- Opening Delimiter -

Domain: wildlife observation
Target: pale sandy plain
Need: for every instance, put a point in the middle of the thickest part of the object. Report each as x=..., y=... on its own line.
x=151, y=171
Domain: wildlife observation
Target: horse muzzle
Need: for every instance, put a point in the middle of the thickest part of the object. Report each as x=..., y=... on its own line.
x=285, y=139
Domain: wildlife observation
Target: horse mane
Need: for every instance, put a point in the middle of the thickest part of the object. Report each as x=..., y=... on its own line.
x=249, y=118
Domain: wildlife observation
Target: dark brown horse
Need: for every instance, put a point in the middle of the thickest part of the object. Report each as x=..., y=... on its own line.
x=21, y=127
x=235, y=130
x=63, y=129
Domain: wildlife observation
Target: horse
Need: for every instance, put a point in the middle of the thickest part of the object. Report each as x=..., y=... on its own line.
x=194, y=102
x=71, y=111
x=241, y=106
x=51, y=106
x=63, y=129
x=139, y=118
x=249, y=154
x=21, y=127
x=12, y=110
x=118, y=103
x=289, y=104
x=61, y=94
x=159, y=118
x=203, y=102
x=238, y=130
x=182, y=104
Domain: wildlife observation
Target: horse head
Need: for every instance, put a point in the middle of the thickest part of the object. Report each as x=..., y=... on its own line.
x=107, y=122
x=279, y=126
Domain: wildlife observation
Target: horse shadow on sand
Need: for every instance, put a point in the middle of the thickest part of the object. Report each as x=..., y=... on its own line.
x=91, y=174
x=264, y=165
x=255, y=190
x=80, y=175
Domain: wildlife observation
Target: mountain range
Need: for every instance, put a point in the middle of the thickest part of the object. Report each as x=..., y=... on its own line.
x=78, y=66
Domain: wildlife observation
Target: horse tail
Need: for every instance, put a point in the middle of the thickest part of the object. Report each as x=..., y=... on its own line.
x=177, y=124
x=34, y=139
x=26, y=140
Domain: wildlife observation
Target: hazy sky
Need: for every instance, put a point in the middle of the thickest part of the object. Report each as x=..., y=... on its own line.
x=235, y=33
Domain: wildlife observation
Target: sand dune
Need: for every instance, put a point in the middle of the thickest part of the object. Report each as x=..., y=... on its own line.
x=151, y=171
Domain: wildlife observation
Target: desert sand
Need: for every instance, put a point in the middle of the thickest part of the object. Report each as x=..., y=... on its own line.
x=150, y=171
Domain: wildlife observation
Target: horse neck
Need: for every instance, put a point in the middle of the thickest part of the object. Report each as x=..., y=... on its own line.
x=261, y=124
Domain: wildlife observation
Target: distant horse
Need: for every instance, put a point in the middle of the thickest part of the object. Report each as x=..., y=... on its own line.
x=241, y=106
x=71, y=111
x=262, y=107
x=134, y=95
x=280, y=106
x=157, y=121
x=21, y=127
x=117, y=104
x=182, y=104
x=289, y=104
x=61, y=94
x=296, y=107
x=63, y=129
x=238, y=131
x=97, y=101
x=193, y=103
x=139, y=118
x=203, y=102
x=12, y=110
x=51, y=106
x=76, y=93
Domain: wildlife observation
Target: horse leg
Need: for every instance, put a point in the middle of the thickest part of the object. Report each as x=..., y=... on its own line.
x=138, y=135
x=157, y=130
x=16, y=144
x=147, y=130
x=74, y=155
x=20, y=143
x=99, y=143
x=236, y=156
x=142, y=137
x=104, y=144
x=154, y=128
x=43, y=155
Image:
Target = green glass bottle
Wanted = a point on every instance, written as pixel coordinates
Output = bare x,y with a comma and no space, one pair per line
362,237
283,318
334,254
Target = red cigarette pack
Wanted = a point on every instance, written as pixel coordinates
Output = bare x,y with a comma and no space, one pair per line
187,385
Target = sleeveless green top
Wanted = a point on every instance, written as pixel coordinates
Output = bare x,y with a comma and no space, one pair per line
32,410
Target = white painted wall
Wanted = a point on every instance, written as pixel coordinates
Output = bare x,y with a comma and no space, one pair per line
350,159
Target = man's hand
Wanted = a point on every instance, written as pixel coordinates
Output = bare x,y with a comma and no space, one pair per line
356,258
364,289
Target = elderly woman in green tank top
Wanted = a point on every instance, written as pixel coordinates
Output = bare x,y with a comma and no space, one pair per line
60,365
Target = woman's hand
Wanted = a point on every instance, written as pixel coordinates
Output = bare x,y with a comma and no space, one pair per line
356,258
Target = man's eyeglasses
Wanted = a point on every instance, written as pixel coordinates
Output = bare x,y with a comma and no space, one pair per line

- Closing Delimiter -

§ **What you are asked to do**:
The response should consist of all the entries, copied without any alteration.

§ **Reply**:
Domain: wildlife observation
Target: pale sandy plain
Need: for every instance, put a point in the middle of the thickest part of the object. Report each as x=..., y=... on its own line.
x=151, y=171
Domain: wildlife observation
Target: horse muzzle
Need: for every instance, put a point in the middle of the thickest part of the object. Report each as x=..., y=... on its own line.
x=285, y=139
Domain: wildlife observation
Target: horse mane
Need: for every instance, put a point in the middle of the thickest part of the object. Report each as x=..., y=... on its own line.
x=249, y=118
Domain: wildlife observation
Target: dark brown horse
Need: for every instance, put a point in the middle of the thickest part of the object. Report each as x=..., y=... on its own line.
x=21, y=127
x=235, y=130
x=63, y=129
Domain: wildlife observation
Target: horse
Need: for every instance, put a point in the middle of the thickest part of the object. Report each as x=..., y=... on its own line.
x=194, y=102
x=71, y=111
x=241, y=106
x=51, y=106
x=63, y=129
x=139, y=118
x=249, y=154
x=21, y=127
x=12, y=110
x=118, y=103
x=289, y=104
x=61, y=94
x=159, y=118
x=203, y=102
x=238, y=130
x=182, y=104
Domain: wildlife observation
Target: horse head
Need: for every instance, put a point in the middle of the thickest part of the object. Report each as x=..., y=... on its own line.
x=107, y=122
x=279, y=126
Domain: wildlife observation
Target: horse shadow on sand
Need: for every instance, put a point in the middle of the thickest part of the object. Report each as x=..., y=... on its own line.
x=91, y=174
x=264, y=165
x=255, y=190
x=80, y=175
Domain: wildlife observation
Target: mountain range
Need: for every instance, put a point in the middle of the thickest part of the object. Report each as x=..., y=... on its own line.
x=78, y=66
Domain: wildlife observation
Target: horse tail
Need: for every instance, put a point in the middle of the thickest part of the object. Report each as x=..., y=... on its own line.
x=177, y=124
x=34, y=139
x=26, y=140
Domain: wildlife observation
Target: hazy sky
Need: for every instance, put a point in the middle of the thickest part of the object. Report each as x=..., y=... on its own line.
x=235, y=33
Domain: wildlife observation
Target: sand dune
Need: for every instance, put a point in the middle of the thickest part of the object. Report each as x=..., y=... on its own line.
x=151, y=171
Domain: wildlife observation
Target: desert sand
Need: for every instance, put a point in the middle of the thickest part of the object. Report each as x=..., y=... on its own line.
x=150, y=171
Domain: wildlife observation
Target: horse neck
Need: for every instance, put a point in the middle of the thickest part of the object. Report each as x=..., y=... on its own line.
x=261, y=124
Domain: wildlife observation
Target: distant horse
Need: for every instance, put a point in the middle of the thickest part of the object. Report each as x=..., y=... on its own line.
x=241, y=106
x=71, y=111
x=262, y=107
x=134, y=95
x=280, y=106
x=157, y=121
x=21, y=127
x=117, y=104
x=182, y=104
x=289, y=104
x=61, y=94
x=296, y=107
x=63, y=129
x=238, y=131
x=97, y=101
x=193, y=103
x=139, y=118
x=203, y=102
x=12, y=110
x=51, y=106
x=76, y=93
Domain: wildlife observation
Target: horse leg
Need: for every instance, put a point in the middle of the thickest part of the object. Report each as x=..., y=... on its own line.
x=138, y=135
x=157, y=130
x=16, y=144
x=147, y=130
x=74, y=155
x=20, y=143
x=99, y=143
x=236, y=156
x=142, y=137
x=104, y=144
x=154, y=128
x=43, y=155
Image:
Target = green glass bottle
Wanted = a point on every instance, written as pixel coordinates
Output = bare x,y with a comma and no space, one pair per line
362,237
283,318
334,254
Target = red cigarette pack
Wanted = a point on every instance, written as pixel coordinates
Output = bare x,y with a comma and no space, one pair per line
187,385
Target = sleeveless green top
Wanted = a point on every instance, written as pixel coordinates
Output = bare x,y with a comma and no space, one pair per line
32,410
Target = white painted wall
Wanted = a point on every instance, written as pixel coordinates
Output = bare x,y with a comma and no space, one pair per line
350,159
Target = man's hand
Wanted = a point on every instance, written as pixel coordinates
Output = bare x,y with a comma and no space, one pair per line
356,258
364,289
Target = elderly woman in green tank top
Wanted = a point on every instance, written as pixel coordinates
Output = bare x,y with a comma and no space, one pair per line
60,365
Target = woman's hand
Wanted = a point on every instance, written as pixel coordinates
Output = bare x,y with a comma and no space, one pair per line
356,258
Target = man's eyeglasses
Wanted = a point on every instance, written as pixel coordinates
Output = bare x,y with a comma and no space, one pair per line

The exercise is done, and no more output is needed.